WHAT TO PRODUCE: Retype verbatim the rows below that begin with the line containing "If you would be so good as to mark the light" and continue through the end of the rows.

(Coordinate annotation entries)
* * * *
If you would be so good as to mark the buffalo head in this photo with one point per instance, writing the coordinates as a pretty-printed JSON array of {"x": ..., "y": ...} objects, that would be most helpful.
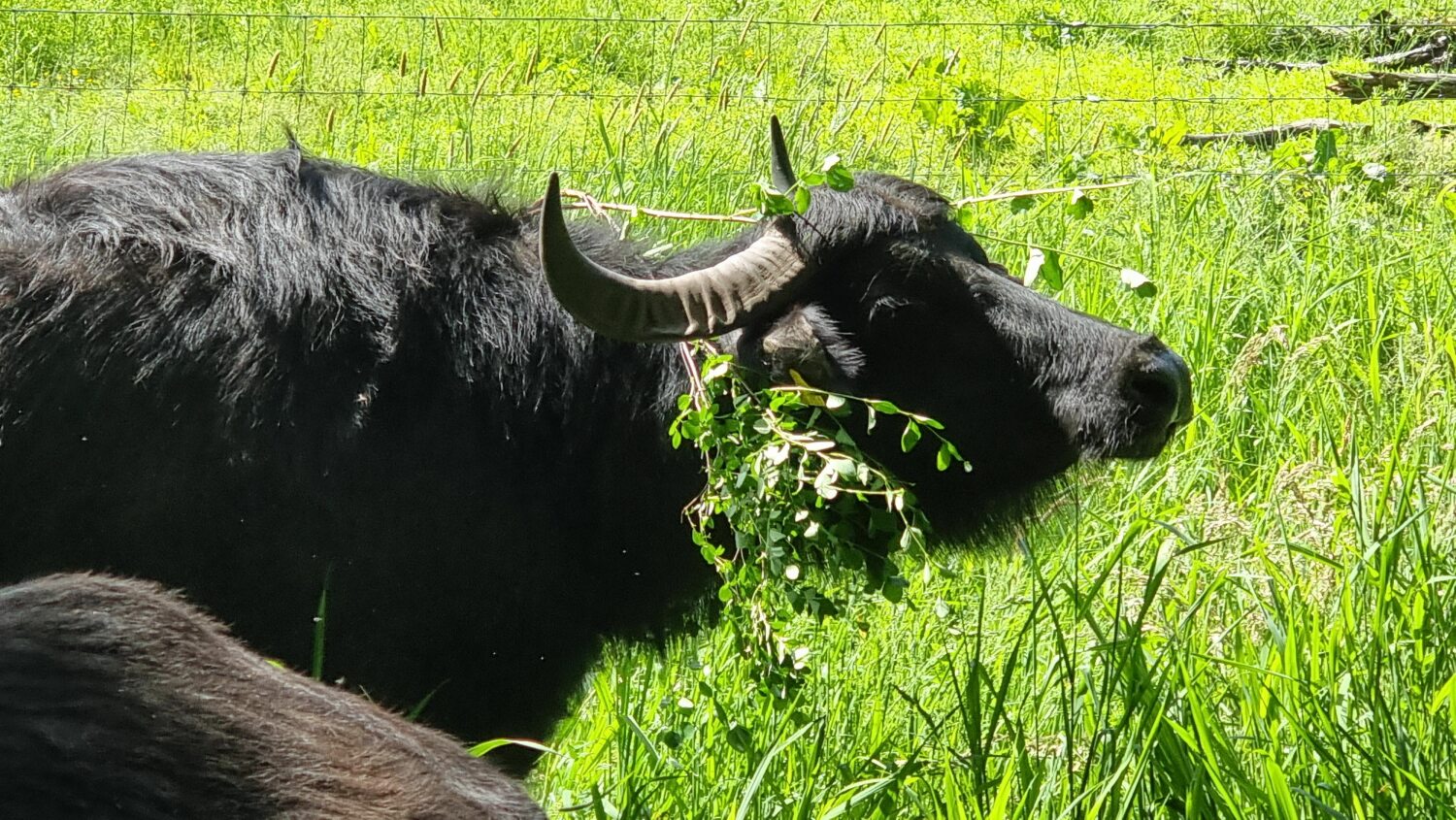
[{"x": 878, "y": 291}]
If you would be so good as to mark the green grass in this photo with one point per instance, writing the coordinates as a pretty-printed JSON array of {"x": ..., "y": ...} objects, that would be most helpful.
[{"x": 1257, "y": 625}]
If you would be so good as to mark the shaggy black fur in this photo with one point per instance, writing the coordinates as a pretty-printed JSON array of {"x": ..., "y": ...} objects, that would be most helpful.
[
  {"x": 121, "y": 701},
  {"x": 247, "y": 376}
]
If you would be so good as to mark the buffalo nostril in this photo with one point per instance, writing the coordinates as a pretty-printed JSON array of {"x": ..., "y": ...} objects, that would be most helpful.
[{"x": 1159, "y": 386}]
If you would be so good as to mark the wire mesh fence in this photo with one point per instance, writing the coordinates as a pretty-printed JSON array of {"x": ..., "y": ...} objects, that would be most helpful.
[{"x": 964, "y": 105}]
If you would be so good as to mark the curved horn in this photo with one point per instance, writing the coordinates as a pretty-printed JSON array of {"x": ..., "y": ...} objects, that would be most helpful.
[
  {"x": 779, "y": 157},
  {"x": 695, "y": 305}
]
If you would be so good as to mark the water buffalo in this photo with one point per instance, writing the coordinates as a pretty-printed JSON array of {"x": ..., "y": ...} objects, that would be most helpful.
[
  {"x": 259, "y": 376},
  {"x": 121, "y": 701}
]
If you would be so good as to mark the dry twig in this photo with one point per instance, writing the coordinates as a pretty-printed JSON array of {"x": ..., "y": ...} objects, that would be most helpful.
[
  {"x": 1229, "y": 66},
  {"x": 1272, "y": 136},
  {"x": 1040, "y": 192},
  {"x": 588, "y": 203},
  {"x": 1412, "y": 86},
  {"x": 1433, "y": 52}
]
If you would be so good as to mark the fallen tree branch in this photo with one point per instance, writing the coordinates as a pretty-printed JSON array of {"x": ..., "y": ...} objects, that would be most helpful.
[
  {"x": 1040, "y": 192},
  {"x": 1270, "y": 136},
  {"x": 1433, "y": 52},
  {"x": 1414, "y": 86},
  {"x": 1433, "y": 127},
  {"x": 1231, "y": 64}
]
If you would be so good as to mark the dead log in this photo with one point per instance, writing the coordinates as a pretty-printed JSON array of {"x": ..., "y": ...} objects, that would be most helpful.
[
  {"x": 1359, "y": 87},
  {"x": 1433, "y": 52},
  {"x": 1272, "y": 136},
  {"x": 1231, "y": 64}
]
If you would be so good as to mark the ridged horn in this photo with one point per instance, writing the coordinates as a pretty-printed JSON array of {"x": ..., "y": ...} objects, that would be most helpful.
[
  {"x": 779, "y": 157},
  {"x": 696, "y": 305}
]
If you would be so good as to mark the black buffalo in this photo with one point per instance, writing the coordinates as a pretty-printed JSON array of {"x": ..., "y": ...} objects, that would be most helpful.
[
  {"x": 121, "y": 701},
  {"x": 259, "y": 376}
]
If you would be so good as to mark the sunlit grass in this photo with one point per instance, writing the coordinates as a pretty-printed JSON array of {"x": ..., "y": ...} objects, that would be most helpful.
[{"x": 1257, "y": 625}]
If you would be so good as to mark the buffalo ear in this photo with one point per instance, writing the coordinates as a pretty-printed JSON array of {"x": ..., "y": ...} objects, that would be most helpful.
[{"x": 804, "y": 341}]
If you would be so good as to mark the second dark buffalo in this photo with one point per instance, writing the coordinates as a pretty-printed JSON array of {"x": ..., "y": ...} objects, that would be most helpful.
[{"x": 259, "y": 376}]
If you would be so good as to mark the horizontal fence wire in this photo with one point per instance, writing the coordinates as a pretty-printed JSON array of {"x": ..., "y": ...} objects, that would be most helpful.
[{"x": 966, "y": 105}]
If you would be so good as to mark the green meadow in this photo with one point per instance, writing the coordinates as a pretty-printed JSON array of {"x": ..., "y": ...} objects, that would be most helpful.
[{"x": 1261, "y": 624}]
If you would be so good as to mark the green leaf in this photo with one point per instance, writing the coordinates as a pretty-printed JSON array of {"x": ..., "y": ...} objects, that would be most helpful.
[
  {"x": 1044, "y": 265},
  {"x": 836, "y": 175},
  {"x": 910, "y": 438},
  {"x": 1079, "y": 206},
  {"x": 1327, "y": 148},
  {"x": 801, "y": 200}
]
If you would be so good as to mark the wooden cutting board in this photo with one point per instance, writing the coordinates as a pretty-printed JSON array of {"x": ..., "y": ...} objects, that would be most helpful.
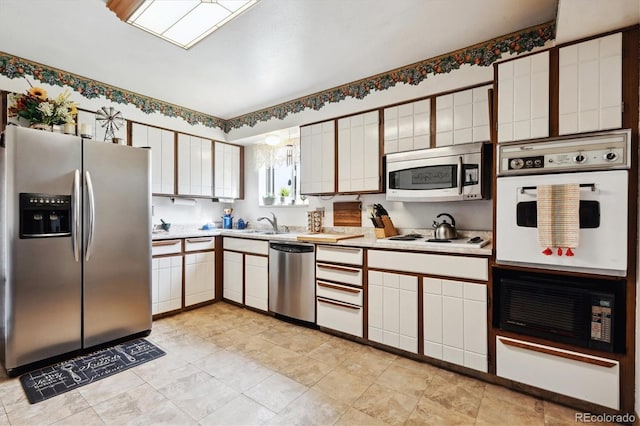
[{"x": 326, "y": 238}]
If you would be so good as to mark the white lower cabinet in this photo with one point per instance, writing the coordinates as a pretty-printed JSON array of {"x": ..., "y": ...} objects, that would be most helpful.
[
  {"x": 455, "y": 322},
  {"x": 233, "y": 276},
  {"x": 246, "y": 272},
  {"x": 166, "y": 292},
  {"x": 339, "y": 293},
  {"x": 565, "y": 372},
  {"x": 199, "y": 278},
  {"x": 393, "y": 310},
  {"x": 256, "y": 286},
  {"x": 340, "y": 316}
]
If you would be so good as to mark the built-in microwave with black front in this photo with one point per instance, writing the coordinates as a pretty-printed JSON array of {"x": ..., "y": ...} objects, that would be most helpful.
[
  {"x": 579, "y": 311},
  {"x": 451, "y": 173}
]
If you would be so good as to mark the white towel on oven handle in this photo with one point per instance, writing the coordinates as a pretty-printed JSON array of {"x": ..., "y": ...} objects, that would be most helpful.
[{"x": 558, "y": 217}]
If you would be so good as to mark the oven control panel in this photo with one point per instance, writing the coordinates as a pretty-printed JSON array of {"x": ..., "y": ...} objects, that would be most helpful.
[{"x": 594, "y": 152}]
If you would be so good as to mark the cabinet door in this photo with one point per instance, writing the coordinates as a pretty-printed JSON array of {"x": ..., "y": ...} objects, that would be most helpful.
[
  {"x": 523, "y": 98},
  {"x": 232, "y": 282},
  {"x": 317, "y": 158},
  {"x": 184, "y": 164},
  {"x": 408, "y": 312},
  {"x": 359, "y": 153},
  {"x": 206, "y": 159},
  {"x": 162, "y": 155},
  {"x": 391, "y": 127},
  {"x": 375, "y": 299},
  {"x": 306, "y": 160},
  {"x": 256, "y": 286},
  {"x": 227, "y": 170},
  {"x": 421, "y": 124},
  {"x": 167, "y": 174},
  {"x": 432, "y": 317},
  {"x": 444, "y": 120},
  {"x": 199, "y": 282},
  {"x": 590, "y": 88},
  {"x": 393, "y": 310},
  {"x": 463, "y": 116},
  {"x": 452, "y": 322},
  {"x": 196, "y": 166},
  {"x": 481, "y": 114}
]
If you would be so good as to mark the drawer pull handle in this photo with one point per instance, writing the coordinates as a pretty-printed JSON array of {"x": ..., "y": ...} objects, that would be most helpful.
[
  {"x": 339, "y": 268},
  {"x": 343, "y": 305},
  {"x": 561, "y": 354},
  {"x": 338, "y": 287},
  {"x": 356, "y": 249},
  {"x": 165, "y": 243},
  {"x": 199, "y": 240}
]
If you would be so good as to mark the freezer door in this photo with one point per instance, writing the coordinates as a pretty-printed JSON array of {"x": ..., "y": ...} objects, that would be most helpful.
[
  {"x": 117, "y": 239},
  {"x": 42, "y": 297}
]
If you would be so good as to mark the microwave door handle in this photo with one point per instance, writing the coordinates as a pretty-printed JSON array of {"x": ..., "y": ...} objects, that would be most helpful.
[{"x": 460, "y": 175}]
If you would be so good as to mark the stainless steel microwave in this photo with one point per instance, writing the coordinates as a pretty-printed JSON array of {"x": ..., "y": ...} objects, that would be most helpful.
[{"x": 450, "y": 173}]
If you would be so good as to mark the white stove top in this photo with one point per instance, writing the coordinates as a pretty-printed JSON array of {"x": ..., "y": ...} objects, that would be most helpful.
[{"x": 422, "y": 242}]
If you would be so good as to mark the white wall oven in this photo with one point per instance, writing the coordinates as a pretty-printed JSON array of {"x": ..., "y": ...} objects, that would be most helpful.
[
  {"x": 562, "y": 203},
  {"x": 451, "y": 173}
]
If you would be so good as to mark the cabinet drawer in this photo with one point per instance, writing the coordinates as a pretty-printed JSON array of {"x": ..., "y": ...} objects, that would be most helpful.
[
  {"x": 246, "y": 245},
  {"x": 166, "y": 247},
  {"x": 338, "y": 254},
  {"x": 430, "y": 264},
  {"x": 200, "y": 243},
  {"x": 339, "y": 316},
  {"x": 339, "y": 292},
  {"x": 557, "y": 370},
  {"x": 343, "y": 274}
]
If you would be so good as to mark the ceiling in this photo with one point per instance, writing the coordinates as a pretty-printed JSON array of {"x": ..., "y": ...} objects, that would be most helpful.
[{"x": 277, "y": 51}]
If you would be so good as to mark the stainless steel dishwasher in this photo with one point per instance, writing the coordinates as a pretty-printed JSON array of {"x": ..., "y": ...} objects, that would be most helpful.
[{"x": 292, "y": 289}]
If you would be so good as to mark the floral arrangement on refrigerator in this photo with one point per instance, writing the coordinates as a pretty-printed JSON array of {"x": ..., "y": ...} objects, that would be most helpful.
[{"x": 35, "y": 107}]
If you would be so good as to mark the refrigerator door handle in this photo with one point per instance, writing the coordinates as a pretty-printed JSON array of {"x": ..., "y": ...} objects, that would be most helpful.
[
  {"x": 75, "y": 224},
  {"x": 92, "y": 215}
]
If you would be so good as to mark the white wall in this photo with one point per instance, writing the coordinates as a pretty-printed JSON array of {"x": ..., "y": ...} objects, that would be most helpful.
[
  {"x": 469, "y": 215},
  {"x": 20, "y": 85}
]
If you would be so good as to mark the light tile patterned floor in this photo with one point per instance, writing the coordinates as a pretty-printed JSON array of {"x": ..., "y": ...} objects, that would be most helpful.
[{"x": 231, "y": 366}]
* * * *
REPLY TO THE EXERCISE:
If you would be so good as to mark the light tile patterned floor in this photo with one point per instance, writing the coordinates as a pretty-printed JSON array of {"x": ..., "y": ...} objects, that would be most helpful.
[{"x": 231, "y": 366}]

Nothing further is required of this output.